Activity 1: According to the passage on prosecuting pirates, why did Kenya back out of its bilateral treaty with the EU?
Activity 2: Write the next part of the passage on prosecuting pirates, picking up after its final sentence.

Excerpt:
· · · · ·

Another way for states to establish authority and sovereignty is through prosecution, shown to be a major deterrent for piracy. In Germany, convicted pirates can see life sentences for their crimes. Mohamed Abdi Hassan, a Somali pirate, announced his retirement after going on trial in Belgium. When the criminals are caught in international waters, the capturers can try them in their own systems. When they are caught in territorial waters, the state doesn’t always have to prosecute and many don’t due to expenses. In 2010, Russia let some pirates free so they wouldn’t have to pay the expenses of feeding them and Kenya backed out of a bilateral treaty with the EU so they wouldn’t have to accept any more pirates in their overcrowded prisons. Germany supports the UNODC efforts to improve criminal justice systems in developing states through the constructions of more prisons, the Piracy Prisoner Transfer Programme, and the General Assembly’s Model Treaty of Extradition. With improvements in prosecution and extradition efficiency, pirates will find it less appealing to commit the crime.

· · · · ·

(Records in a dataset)
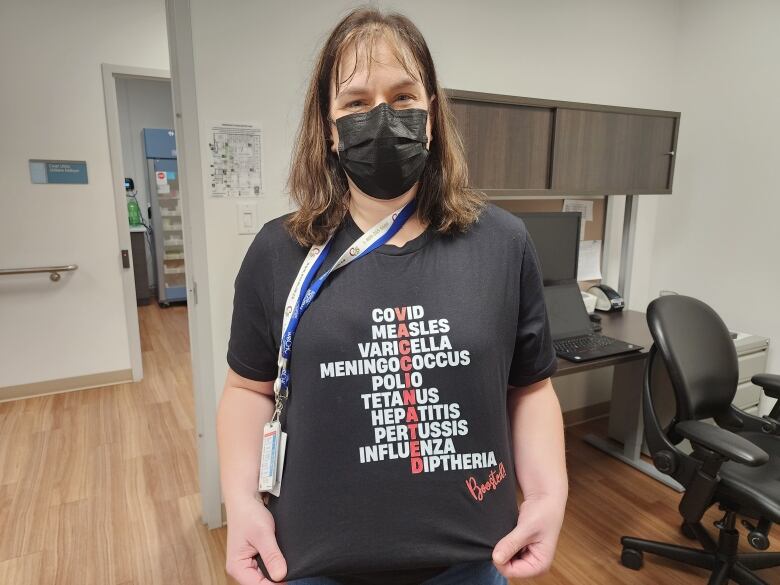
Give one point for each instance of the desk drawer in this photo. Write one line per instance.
(747, 396)
(751, 364)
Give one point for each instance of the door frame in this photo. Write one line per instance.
(195, 258)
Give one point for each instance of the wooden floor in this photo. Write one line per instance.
(100, 487)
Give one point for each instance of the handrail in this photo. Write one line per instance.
(54, 271)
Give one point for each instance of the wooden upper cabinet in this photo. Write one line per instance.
(524, 146)
(507, 146)
(612, 153)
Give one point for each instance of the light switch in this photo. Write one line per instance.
(247, 218)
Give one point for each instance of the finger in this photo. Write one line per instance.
(266, 545)
(508, 546)
(245, 572)
(531, 562)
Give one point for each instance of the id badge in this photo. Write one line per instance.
(272, 458)
(269, 456)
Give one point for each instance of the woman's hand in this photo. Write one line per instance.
(535, 538)
(251, 530)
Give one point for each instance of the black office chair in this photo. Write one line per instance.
(735, 464)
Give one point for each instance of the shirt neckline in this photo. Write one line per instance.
(390, 249)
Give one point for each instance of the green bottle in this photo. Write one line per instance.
(133, 211)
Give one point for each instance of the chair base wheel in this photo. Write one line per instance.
(632, 558)
(687, 531)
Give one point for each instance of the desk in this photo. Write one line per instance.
(625, 410)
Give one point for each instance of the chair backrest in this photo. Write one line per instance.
(699, 355)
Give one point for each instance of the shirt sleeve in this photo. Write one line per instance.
(253, 349)
(534, 356)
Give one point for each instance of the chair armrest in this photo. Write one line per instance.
(722, 442)
(769, 382)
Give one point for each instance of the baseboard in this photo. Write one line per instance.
(46, 387)
(586, 413)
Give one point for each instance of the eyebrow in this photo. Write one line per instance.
(395, 87)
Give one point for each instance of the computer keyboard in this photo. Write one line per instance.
(582, 344)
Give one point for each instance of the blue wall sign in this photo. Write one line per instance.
(62, 172)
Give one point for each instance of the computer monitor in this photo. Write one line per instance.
(556, 236)
(566, 311)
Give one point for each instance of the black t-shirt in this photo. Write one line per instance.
(399, 460)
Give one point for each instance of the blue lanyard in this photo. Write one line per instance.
(374, 238)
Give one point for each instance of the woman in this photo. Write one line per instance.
(419, 391)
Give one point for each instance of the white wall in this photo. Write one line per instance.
(718, 237)
(253, 62)
(52, 107)
(142, 103)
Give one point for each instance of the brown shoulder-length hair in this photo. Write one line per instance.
(317, 182)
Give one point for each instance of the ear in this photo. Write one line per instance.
(333, 139)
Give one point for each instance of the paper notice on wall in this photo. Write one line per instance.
(163, 188)
(236, 160)
(589, 266)
(582, 206)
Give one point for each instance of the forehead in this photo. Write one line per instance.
(369, 52)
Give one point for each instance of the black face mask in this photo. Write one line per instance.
(383, 150)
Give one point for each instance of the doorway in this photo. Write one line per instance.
(150, 88)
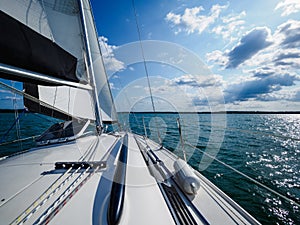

· · · · ·

Expected output 1: Kenya backed out so it would not have to accept any more pirates into its overcrowded prisons.

Expected output 2:
Piracy makes most of its revenue from ransom money, which is reinvested in weapons, smuggling, human and drug trafficking. Somali pirates obtain ten times more money than their regular jobs through piracy. Germany supports the UNODC efforts to provide an alternative lifestyle to piracy. It supports the spreading of awareness in the youth of developing countries to recognize the consequences of being caught in piracy and lower the rates of child recruitment by adult pirates. Germany believes that improving the fishing industry will allow for better economies in developing states. Currently, fishermen avoid dangerous areas to avoid piracy, which can also lead them to miss fruitful areas. With the crackdowns on piracy, Germany hopes these areas will be open for fishing. Germany also supports legislation to ban foreign ships from dumping toxic waste off the Horn of Africa and from excessively fishing in domestic areas. This would provide the ideal alternative lifestyle as opposed to piracy. However, piracy is still extremely fruitful in ransoms, so Germany supports the UNODC’s Global Programme against Money Laundering which will stop cash flow and benefits for both pirates and their benefactors, while also limiting access to illicit arms trade.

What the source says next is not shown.